» **EXERCISE REQUIREMENTS**:
Rewrite the records from the line containing "of the awning" through the end of the records, replacing "awning" with "canopy" and leaving everything else unchanged.

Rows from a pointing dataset
══════
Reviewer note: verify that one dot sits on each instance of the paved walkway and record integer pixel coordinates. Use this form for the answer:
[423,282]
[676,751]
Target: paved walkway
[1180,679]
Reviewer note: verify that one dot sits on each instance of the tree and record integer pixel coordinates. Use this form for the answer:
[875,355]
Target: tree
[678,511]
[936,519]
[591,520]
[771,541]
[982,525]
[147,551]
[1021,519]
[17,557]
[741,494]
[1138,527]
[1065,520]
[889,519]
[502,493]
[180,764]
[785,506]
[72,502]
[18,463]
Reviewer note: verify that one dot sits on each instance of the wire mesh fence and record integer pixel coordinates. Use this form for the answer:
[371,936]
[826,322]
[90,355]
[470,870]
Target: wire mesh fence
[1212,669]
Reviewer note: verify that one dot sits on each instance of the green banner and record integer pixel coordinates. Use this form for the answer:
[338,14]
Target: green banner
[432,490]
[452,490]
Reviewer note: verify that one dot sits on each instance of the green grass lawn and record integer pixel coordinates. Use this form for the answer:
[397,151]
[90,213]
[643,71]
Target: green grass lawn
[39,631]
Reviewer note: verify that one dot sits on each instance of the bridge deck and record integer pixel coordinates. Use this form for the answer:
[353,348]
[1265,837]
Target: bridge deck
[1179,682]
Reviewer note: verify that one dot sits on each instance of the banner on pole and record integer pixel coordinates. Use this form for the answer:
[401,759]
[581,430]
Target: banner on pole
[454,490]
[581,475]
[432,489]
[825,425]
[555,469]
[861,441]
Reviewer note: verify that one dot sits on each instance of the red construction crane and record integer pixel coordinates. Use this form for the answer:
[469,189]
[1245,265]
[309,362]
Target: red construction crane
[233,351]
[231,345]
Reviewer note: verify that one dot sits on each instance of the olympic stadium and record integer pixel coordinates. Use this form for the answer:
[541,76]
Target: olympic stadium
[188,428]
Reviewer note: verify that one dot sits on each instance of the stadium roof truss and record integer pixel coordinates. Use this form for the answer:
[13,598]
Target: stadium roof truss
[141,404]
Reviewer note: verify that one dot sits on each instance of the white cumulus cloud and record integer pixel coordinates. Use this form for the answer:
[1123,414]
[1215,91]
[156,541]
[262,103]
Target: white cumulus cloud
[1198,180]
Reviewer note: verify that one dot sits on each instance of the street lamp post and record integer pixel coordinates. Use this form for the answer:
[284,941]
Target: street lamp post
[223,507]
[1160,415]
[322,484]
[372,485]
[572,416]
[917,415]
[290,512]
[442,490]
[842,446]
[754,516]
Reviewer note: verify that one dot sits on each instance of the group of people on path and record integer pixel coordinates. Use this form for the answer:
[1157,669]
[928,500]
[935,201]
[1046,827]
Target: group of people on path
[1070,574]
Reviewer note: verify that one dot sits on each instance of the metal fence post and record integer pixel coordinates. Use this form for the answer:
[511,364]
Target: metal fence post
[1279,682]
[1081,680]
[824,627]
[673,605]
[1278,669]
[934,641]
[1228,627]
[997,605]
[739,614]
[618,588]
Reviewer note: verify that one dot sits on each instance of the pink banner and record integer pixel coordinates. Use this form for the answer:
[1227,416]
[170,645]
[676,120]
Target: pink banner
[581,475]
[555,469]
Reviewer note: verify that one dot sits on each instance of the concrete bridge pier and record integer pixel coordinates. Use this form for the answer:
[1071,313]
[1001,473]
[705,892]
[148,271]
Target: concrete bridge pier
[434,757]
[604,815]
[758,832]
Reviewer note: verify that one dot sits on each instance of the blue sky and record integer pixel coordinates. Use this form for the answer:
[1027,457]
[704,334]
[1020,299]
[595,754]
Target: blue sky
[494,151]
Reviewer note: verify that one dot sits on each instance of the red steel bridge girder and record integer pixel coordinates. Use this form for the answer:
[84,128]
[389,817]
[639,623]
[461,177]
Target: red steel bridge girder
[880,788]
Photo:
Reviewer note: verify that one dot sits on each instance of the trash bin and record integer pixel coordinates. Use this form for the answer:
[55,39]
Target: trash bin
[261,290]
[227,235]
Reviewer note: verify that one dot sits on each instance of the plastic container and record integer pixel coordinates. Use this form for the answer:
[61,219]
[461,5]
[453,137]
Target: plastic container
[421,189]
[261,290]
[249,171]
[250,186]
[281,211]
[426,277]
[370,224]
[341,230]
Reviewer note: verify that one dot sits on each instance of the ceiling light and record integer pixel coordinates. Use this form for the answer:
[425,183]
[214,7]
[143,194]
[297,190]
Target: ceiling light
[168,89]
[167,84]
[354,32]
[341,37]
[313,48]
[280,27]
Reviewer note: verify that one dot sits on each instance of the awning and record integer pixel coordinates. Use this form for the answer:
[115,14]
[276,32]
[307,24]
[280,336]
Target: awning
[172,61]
══════
» **RESPONSE TO THIS TASK**:
Reviewer note: verify that one dot sits on each instance of the canopy and record integer pixel coordinates. Use this form for the answer:
[115,14]
[276,32]
[307,24]
[280,336]
Target: canopy
[172,61]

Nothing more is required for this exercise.